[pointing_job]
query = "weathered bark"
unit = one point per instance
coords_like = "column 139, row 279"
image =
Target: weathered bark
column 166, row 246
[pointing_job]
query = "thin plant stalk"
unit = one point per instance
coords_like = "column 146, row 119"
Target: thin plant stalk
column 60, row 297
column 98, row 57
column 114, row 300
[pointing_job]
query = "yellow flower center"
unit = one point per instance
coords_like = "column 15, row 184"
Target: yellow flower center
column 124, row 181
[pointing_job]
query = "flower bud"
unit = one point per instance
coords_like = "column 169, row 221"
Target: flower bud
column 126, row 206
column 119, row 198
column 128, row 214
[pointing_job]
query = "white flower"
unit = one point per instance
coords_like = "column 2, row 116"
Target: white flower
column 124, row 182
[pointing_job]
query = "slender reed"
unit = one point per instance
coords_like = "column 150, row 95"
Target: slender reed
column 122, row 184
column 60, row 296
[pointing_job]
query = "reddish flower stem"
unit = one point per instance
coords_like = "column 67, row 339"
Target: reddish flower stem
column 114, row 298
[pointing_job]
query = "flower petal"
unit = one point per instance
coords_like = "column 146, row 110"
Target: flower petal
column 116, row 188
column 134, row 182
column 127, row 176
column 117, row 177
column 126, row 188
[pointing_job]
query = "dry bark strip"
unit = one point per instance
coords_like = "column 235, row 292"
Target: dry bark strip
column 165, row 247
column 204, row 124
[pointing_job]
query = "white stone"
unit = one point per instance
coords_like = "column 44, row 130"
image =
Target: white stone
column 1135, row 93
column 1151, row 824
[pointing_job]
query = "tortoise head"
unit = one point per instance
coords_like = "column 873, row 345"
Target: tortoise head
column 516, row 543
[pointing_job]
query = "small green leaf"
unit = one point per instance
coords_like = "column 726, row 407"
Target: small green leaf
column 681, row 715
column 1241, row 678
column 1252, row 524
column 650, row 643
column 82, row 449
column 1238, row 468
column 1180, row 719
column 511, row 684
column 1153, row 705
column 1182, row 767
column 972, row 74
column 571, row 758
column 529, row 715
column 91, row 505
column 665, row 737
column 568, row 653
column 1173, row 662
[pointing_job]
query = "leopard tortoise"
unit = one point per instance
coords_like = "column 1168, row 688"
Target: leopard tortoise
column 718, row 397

Description of the task: Copy all of the data. Keep every word exactly as it is.

Reply:
[pointing_job]
query = "weathered bark"
unit = one point per instance
coords_like = "column 139, row 279"
image =
Target: weathered bark
column 166, row 246
[pointing_job]
query = "thin plant stalk"
unit = one point per instance
coords_like = "column 146, row 119"
Target: thin plant stalk
column 60, row 297
column 98, row 57
column 114, row 300
[pointing_job]
query = "yellow flower center"
unit = one point per instance
coords_like = "column 15, row 184"
Target: yellow flower center
column 124, row 181
[pointing_job]
query = "flower bud"
unit = one point per instance
coords_like = "column 169, row 221"
Target: flower bud
column 126, row 206
column 119, row 198
column 128, row 214
[pointing_job]
query = "white flower"
unit = one point per instance
coords_like = "column 2, row 116"
Target: white flower
column 124, row 182
[pointing_job]
query = "slender reed"
unit = one point per instance
coords_like = "column 150, row 95"
Target: slender reed
column 122, row 184
column 60, row 296
[pointing_job]
query = "reddish flower stem"
unit = one point per instance
coords_like = "column 67, row 339"
Target: reddish flower stem
column 114, row 298
[pointing_job]
query = "flower petal"
unit = one point per instance
coords_like = "column 146, row 110"
Target: flower petal
column 116, row 188
column 134, row 182
column 127, row 176
column 117, row 177
column 126, row 188
[pointing_job]
query = "dry bark strip"
unit = one point per instance
coords_like = "column 235, row 292"
Target: dry bark strip
column 165, row 247
column 204, row 124
[pointing_job]
query = "white stone"
unit = one point per instance
coords_like = "column 44, row 130"
image =
Target: white stone
column 1135, row 93
column 1151, row 824
[pointing_job]
query = "tortoise head"
unit = one point per instance
coords_like = "column 873, row 345"
Target: tortoise head
column 516, row 543
[pointing_job]
query = "small green leaf"
unit = one point per instance
coords_like = "column 726, row 407"
Target: small green leaf
column 681, row 715
column 1241, row 678
column 1252, row 524
column 650, row 643
column 82, row 449
column 1238, row 468
column 1180, row 719
column 511, row 684
column 1153, row 705
column 1182, row 767
column 972, row 74
column 571, row 758
column 529, row 715
column 91, row 505
column 665, row 737
column 568, row 653
column 1173, row 662
[pointing_job]
query = "leopard tortoise"
unit = one point per instance
coords_like = "column 1168, row 688"
Target: leopard tortoise
column 718, row 397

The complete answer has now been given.